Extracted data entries
-- Start --

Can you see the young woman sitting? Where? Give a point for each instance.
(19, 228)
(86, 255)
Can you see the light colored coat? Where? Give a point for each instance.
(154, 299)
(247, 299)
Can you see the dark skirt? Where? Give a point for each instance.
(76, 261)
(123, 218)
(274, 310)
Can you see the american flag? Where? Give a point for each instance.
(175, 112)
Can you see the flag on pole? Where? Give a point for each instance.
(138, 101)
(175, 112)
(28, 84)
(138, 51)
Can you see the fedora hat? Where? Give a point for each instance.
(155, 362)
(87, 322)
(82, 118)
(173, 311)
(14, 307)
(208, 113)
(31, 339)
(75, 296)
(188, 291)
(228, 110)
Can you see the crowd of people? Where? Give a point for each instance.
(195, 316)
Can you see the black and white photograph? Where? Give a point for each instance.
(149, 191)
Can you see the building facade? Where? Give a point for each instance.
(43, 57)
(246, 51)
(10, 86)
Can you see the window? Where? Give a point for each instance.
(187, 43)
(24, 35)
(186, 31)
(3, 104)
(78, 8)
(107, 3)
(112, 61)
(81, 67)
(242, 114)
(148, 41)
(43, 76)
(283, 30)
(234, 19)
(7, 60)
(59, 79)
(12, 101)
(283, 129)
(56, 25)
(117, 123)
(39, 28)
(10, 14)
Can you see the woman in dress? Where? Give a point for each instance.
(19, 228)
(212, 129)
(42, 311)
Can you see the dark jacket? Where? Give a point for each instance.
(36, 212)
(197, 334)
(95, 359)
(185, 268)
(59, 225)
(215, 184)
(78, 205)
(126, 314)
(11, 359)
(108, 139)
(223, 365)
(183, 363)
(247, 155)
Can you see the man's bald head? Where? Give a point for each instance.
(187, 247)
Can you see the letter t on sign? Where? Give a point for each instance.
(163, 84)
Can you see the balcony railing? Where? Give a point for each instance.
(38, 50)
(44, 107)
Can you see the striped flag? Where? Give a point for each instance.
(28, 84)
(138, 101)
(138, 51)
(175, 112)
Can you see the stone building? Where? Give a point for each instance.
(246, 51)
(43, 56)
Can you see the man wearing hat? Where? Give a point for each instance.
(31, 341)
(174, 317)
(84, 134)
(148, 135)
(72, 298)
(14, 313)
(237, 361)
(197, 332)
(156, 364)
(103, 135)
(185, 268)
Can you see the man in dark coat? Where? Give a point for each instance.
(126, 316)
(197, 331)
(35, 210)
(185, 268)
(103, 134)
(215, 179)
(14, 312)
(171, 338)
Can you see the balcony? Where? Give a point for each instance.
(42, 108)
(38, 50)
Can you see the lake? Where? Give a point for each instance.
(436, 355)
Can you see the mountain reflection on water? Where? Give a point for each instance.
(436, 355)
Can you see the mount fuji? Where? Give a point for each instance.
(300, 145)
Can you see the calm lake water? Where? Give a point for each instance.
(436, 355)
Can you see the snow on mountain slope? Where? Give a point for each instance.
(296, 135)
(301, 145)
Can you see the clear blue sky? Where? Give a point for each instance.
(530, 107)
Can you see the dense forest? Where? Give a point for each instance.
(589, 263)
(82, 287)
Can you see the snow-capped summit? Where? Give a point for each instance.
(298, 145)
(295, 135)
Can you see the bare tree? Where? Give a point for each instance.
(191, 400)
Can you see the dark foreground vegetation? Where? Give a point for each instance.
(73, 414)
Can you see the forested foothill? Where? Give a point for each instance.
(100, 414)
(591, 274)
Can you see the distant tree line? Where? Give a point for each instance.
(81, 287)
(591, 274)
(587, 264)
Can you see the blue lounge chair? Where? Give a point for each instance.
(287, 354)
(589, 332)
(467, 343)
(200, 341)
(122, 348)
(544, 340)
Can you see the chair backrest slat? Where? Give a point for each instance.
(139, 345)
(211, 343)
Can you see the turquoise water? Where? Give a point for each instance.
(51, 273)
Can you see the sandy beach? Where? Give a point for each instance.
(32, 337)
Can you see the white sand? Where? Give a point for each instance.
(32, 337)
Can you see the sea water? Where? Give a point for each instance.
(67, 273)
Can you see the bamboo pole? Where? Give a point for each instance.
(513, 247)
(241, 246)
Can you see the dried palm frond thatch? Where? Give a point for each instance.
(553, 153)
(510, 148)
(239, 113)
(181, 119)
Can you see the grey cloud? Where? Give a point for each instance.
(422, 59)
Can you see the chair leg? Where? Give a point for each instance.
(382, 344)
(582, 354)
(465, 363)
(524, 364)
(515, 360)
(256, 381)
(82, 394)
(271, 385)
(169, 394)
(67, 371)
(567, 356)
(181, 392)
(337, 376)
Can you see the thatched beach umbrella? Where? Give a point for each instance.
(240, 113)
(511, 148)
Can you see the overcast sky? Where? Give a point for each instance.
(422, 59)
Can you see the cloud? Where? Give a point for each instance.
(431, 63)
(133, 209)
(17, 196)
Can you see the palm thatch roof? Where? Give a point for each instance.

-- End --

**PROBLEM TO SOLVE**.
In every one of the entries above, substitute "Mark each instance with a point" for "Give a point for each instance". Leave everything else as it is.

**FULL OUTPUT**.
Can you see the young woman sitting? Where? Mark each instance with a point.
(19, 228)
(86, 255)
Can you see the light colored coat? Where? Mark each instance with a point.
(154, 299)
(247, 299)
Can you see the dark skirt? Where? Mark each instance with a point.
(76, 261)
(123, 218)
(274, 310)
Can you see the american flag? Where? Mark each instance with a point.
(175, 112)
Can you see the flag on pole? Where? Mark each instance with a point.
(138, 101)
(175, 112)
(28, 84)
(138, 51)
Can you see the fedora hat? Where? Mark each instance with a point.
(155, 362)
(87, 322)
(82, 118)
(173, 311)
(14, 307)
(208, 113)
(31, 339)
(75, 296)
(188, 291)
(228, 110)
Can you see the crowd of people? Where? Mark each instance with a point.
(195, 316)
Can you see the black and white photograph? Where? Mark each instance with a point.
(149, 191)
Can you see the building facade? Where? Mark each instance with a point.
(43, 57)
(246, 51)
(10, 86)
Can you see the window? Where? Mark each instance with a point.
(187, 43)
(24, 35)
(186, 31)
(3, 104)
(78, 8)
(107, 3)
(112, 61)
(81, 67)
(242, 114)
(148, 41)
(43, 76)
(283, 30)
(234, 19)
(7, 60)
(59, 79)
(12, 101)
(283, 129)
(56, 25)
(117, 123)
(39, 28)
(10, 14)
Can you see the woman in dress? Where? Mark each instance with a point.
(19, 228)
(212, 129)
(42, 311)
Can you see the dark jacket? Where? Mark each instance with a point.
(36, 212)
(197, 334)
(95, 359)
(185, 268)
(59, 225)
(215, 184)
(78, 205)
(126, 314)
(11, 359)
(108, 139)
(223, 365)
(183, 363)
(247, 155)
Can you see the man's bald head? Where? Mark each instance with a point.
(187, 247)
Can you see the letter t on sign? Where? Mark each instance with a point.
(163, 84)
Can you see the balcony railing? Where? Mark each instance with a point.
(38, 50)
(44, 107)
Can you see the striped flag? Where? Mark each instance with a point.
(28, 84)
(138, 101)
(138, 51)
(175, 112)
Can you see the stone building? Where? Mark each instance with a point.
(246, 51)
(43, 56)
Can you see the man wearing hat? Where? Mark each instance with a point.
(31, 341)
(174, 317)
(84, 134)
(148, 135)
(72, 298)
(14, 313)
(237, 361)
(197, 332)
(156, 364)
(103, 135)
(185, 268)
Can you see the man in dark coat? Where? Mark each instance with a point.
(126, 316)
(197, 331)
(35, 210)
(185, 268)
(103, 134)
(215, 179)
(14, 312)
(171, 338)
Can you see the balcony? Where? Mark each instance with a point.
(42, 108)
(38, 50)
Can you see the lake? Where? Mark each instance with a point.
(436, 355)
Can you see the mountain reflection on water? Where? Mark each instance with a point.
(436, 355)
Can you see the mount fuji? Where? Mark each instance with a point.
(300, 145)
Can you see the calm lake water? Where? Mark each instance with a point.
(436, 355)
Can you see the snow on mountain slope? Where? Mark each instance with a point.
(296, 135)
(301, 145)
Can you see the clear blue sky? Where? Mark each instance with a point.
(530, 107)
Can you see the dense forest? Where? Mark each instance with a point.
(589, 263)
(82, 287)
Can you see the snow-capped summit? Where? Mark each instance with a point.
(298, 145)
(295, 135)
Can you see the bare tree? Where? Mark each instance with a point.
(191, 400)
Can you see the dark foreground vegetation? Where? Mark each instance with a point.
(73, 414)
Can you see the forested foothill? Where? Mark each instance with a point.
(100, 414)
(591, 274)
Can you see the distant tree line? Where? Mark each instance with a point.
(81, 287)
(591, 274)
(587, 264)
Can you see the blue lounge chair? Where? Mark each instance with a point.
(287, 354)
(589, 332)
(467, 343)
(200, 341)
(122, 348)
(544, 340)
Can you see the chair backrest slat? Where? Mark each instance with a point.
(139, 345)
(211, 343)
Can you see the turquoise water? Where? Mark each instance with a point.
(51, 273)
Can you see the sandy beach? Where? Mark each instance with a point.
(32, 337)
Can you see the white sand? Where? Mark each instance with a point.
(32, 337)
Can you see the sea water? Where? Mark each instance with a point.
(67, 273)
Can you see the bamboo pole? Where? Mark each instance with a point.
(513, 247)
(241, 246)
Can you see the dried palm frond thatch? Where? Mark each instance with a point.
(553, 153)
(510, 148)
(239, 113)
(181, 119)
Can you see the grey cloud? Where? Mark each instance with a point.
(422, 59)
Can you see the chair leg? Where? Mark each instance with a point.
(382, 344)
(582, 354)
(465, 363)
(524, 364)
(515, 360)
(256, 381)
(82, 394)
(271, 385)
(169, 394)
(67, 371)
(567, 356)
(181, 392)
(337, 376)
Can you see the thatched beach umbrella? Where? Mark each instance with a point.
(240, 113)
(511, 148)
Can you see the overcast sky? Where? Mark each instance with a point.
(422, 59)
Can you see the cloud? Where? Mark each instance with a point.
(431, 63)
(133, 209)
(17, 196)
Can you see the palm thatch roof? Where? Mark each instance with a point.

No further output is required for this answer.